PROBLEM
Once every line in the data below has been checked for "green", give the number of lines that hold it, and only that.

(Records drawn from a dataset)
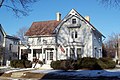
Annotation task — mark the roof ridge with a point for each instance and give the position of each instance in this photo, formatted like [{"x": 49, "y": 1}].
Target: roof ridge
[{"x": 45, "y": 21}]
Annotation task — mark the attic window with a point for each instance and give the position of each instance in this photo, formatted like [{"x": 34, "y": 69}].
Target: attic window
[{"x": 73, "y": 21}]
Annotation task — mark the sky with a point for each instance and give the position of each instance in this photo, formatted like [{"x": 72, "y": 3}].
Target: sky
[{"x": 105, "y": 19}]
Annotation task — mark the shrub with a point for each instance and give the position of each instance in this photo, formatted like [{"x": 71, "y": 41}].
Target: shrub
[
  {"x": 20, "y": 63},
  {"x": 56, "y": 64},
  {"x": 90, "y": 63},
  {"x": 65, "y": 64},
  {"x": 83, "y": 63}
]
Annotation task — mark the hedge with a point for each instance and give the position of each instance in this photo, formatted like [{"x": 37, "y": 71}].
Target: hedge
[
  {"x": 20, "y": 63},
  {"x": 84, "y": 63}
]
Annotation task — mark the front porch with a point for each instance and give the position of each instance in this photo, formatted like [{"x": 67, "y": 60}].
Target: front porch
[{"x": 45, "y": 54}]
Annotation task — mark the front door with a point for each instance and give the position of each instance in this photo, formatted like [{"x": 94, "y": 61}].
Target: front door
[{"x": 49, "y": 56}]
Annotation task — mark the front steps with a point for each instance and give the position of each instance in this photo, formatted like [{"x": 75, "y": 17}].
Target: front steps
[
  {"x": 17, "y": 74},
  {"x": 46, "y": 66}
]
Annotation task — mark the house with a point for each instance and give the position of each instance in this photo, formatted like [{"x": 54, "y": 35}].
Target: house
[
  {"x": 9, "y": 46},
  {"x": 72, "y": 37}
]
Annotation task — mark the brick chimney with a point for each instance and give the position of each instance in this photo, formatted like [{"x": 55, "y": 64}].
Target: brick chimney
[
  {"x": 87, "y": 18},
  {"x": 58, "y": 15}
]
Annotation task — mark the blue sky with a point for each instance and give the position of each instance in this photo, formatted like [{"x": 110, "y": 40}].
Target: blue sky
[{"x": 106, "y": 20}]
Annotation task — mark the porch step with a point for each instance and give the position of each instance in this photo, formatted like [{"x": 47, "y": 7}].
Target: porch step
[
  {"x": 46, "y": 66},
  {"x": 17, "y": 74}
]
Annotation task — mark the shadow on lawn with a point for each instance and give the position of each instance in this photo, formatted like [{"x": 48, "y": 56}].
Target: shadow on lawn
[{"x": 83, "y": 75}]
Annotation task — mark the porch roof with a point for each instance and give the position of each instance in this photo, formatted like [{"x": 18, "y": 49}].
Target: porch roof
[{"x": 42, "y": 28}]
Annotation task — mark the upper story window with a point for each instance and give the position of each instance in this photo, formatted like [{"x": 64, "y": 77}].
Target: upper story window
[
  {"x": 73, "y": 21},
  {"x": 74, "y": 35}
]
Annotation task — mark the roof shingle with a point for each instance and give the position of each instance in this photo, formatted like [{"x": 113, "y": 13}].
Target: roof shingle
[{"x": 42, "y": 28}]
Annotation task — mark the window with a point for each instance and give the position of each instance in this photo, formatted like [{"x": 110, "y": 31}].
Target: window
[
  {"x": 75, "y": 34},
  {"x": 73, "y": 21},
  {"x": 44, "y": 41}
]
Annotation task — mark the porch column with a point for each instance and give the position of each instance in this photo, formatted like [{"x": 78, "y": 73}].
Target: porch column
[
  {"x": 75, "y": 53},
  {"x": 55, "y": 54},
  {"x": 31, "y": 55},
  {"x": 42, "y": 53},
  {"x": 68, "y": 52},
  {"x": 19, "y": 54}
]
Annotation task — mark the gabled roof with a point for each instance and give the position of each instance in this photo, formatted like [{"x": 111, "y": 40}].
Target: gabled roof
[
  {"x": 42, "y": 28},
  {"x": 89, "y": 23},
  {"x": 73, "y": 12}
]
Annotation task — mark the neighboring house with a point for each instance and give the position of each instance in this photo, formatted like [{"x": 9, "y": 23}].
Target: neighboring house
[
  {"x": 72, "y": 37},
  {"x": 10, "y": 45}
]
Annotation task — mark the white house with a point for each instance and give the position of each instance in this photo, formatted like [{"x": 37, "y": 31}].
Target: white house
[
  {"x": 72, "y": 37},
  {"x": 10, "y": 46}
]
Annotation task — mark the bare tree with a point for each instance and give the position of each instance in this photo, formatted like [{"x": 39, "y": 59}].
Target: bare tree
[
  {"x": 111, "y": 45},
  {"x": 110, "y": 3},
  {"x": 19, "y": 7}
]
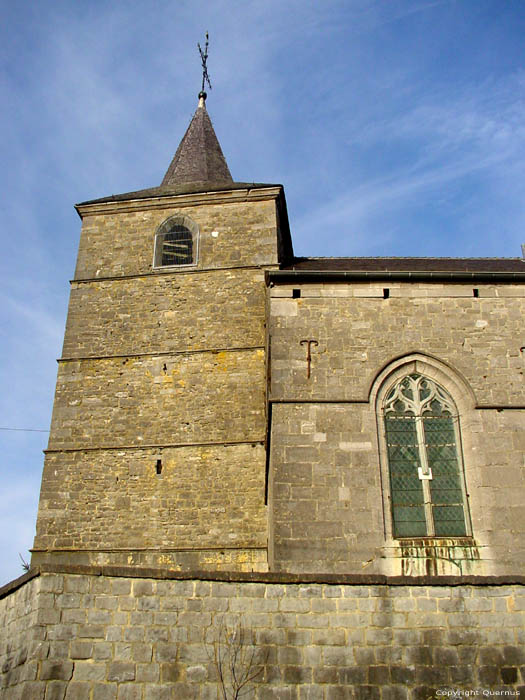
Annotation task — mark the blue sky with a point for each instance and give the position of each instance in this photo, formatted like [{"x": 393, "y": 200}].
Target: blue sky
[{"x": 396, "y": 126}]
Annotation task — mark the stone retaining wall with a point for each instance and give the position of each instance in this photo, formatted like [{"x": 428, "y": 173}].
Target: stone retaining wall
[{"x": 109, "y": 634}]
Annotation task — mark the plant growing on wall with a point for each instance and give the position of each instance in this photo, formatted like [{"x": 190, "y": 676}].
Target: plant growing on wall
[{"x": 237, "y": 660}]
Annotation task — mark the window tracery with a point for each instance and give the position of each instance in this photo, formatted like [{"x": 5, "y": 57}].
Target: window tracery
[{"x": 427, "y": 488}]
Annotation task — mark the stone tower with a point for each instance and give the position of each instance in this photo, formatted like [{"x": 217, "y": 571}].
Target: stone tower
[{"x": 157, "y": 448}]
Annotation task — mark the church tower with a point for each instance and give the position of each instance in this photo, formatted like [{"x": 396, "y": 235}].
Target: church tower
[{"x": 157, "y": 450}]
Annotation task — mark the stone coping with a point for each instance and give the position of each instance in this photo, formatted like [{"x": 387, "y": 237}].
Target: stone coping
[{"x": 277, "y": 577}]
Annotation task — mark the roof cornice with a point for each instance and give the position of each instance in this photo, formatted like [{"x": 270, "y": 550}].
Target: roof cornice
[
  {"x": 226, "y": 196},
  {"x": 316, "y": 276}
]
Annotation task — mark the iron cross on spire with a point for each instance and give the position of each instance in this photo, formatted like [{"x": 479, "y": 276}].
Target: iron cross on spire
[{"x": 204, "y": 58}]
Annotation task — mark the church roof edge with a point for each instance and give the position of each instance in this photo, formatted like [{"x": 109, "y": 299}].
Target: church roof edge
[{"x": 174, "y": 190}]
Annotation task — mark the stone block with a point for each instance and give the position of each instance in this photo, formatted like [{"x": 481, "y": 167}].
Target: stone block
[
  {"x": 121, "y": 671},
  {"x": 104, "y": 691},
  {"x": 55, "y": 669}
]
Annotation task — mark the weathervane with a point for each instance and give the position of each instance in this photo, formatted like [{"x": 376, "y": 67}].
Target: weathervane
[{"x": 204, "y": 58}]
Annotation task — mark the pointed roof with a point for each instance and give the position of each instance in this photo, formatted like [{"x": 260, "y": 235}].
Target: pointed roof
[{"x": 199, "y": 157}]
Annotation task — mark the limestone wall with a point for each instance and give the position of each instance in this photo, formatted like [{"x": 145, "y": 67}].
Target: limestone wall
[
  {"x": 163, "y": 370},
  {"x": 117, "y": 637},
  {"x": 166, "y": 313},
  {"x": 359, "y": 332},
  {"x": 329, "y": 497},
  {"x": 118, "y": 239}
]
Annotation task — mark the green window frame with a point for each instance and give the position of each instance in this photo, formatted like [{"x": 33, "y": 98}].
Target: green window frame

TASK OUTPUT
2